Dying with gratitude and grace

Not long ago while preaching I shared a story about one of my struggles and how I was trying to push through it.  It had to do with a now 5-year daily battle with my little daughter Abbey’s medical problems.

There have been a dozen various surgeries, several collective weeks in the hospital, and many thousand therapy sessions to try to begin to deal with all of this.  There is also a not-so-promising diagnosis in our forecast ahead.  My wife and I tend to talk about these things every night around 9:30pm, which probably isn’t healthy.  It’s a constant thing that we just live with.

After the service a woman I’d never met approached me.  Her troubled countenance prepared me for what could be an intense conversation.  She kindly shared how much she appreciated what I’d said about my struggle, and shared a similar one of her own.  Through tears she humbly asked me how my wife and I had gotten through this crushing experience.  Then it was my turn to talk.

“We didn’t.”

Then the tears really began flowing.  That bittersweet moment when the soul stops hiding and expresses itself in all the mess and fragility of humanity.  I’d known her for one minute, but suddenly all the formalities of human relationship were bypassed and there we were, soul to soul.

There is a powerful freedom being able to say these two words, “we” and “didn’t”.  It means that I have begun to accept pain in my life with gratitude, and it means that I can be honest.

First, the acceptance.  The final stage of grief is acceptance.  It does not mean that we have been completely fixed.  Often in first world Christianity, we search for a sanitized solution to our problems. In an attempt to reconcile our suffering and God’s goodness, we do injustice to both.  The cold and hard and sweet and amazing truth is that life is really hard but God is really good.

Accepting these and affirming both at the same time, whatever hell comes upon you or I, can take us to a deep place.  It is like Job famously says during his great trial:  “Though you slay me, I will trust in you.”  Or Daniel’s three friends, about to be thrown into the fire, defiantly proclaim:  “God can save us; but even if he doesn’t, he is good and he is God.”

Second, the honesty.  If our goal in every trial is to come out stronger, we would do well to give up now and save ourselves even more pain.  Sometimes we come out weaker.  As a friend of mine said recently, “Jeff, some things just kill you.”  Maybe that’s OK.

Being honest about this is, as I said, liberating.  And it frees others.  By admitting that I was still pretty broken and didn’t see not being broken as a possibility in my foreseeable future, I was telling my new friend that there is hope because I am still standing here smiling.  You may have a limp but you can still walk.  And walking is pretty good.

Jon Foreman of Switchfoot says it this way:  “All along I thought I was learning how to take, how to bend not how to break, how to laugh not how to cry.  Really I’ve been learning how to die.”

Are you dying today?  Do you wake up most mornings and lay down most nights with a crushing something on your mind?  If so, you have permission to not solve everything, to not be fixed, to be untogether and to not win this one.  Some of life’s symphonies remain unfinished.

Win or lose is not important.  The important thing is that you and I surrender to God in whatever he allows to come upon us, and allow his truth and glory to be expressed in the many deaths that we live through.

A great man once said something that paves the way for God’s glory in all of our hardship.  This man was Jesus, and this is what he said:  “Father, if there is any way to remove this from me, do it; but if not, your will be done, not mine.  Into your hands I commit my spirit.”

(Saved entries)
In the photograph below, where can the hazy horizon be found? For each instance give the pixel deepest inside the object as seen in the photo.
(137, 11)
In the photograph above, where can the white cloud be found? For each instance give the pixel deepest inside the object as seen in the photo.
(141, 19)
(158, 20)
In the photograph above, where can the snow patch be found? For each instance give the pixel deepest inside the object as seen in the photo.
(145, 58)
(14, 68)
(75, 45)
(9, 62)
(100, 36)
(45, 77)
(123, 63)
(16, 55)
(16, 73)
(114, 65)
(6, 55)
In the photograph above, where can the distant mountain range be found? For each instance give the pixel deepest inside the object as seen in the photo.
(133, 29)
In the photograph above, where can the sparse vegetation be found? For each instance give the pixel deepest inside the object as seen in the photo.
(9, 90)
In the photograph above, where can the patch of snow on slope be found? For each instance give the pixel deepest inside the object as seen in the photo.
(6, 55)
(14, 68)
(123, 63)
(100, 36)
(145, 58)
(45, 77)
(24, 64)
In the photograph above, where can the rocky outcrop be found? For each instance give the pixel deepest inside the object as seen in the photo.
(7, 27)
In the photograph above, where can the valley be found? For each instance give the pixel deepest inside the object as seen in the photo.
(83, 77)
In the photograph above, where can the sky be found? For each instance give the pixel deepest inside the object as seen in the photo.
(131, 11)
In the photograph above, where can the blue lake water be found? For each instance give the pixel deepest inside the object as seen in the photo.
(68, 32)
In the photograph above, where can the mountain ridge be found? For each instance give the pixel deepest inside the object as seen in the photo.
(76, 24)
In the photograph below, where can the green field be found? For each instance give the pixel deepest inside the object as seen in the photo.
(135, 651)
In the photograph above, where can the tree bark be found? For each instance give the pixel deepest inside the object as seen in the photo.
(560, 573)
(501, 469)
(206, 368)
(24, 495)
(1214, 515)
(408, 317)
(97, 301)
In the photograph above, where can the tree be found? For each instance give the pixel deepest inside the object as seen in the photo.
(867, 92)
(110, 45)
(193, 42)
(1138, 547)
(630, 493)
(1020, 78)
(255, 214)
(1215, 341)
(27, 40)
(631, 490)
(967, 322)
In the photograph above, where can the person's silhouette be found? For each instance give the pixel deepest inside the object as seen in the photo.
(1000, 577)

§ **Task prompt**
Name everyone, other than the writer, whose words the essay on dying with gratitude and grace quotes directly.

§ **Answer space**
- Job
- Daniel's three friends
- a friend of the writer's
- Jon Foreman of Switchfoot
- Jesus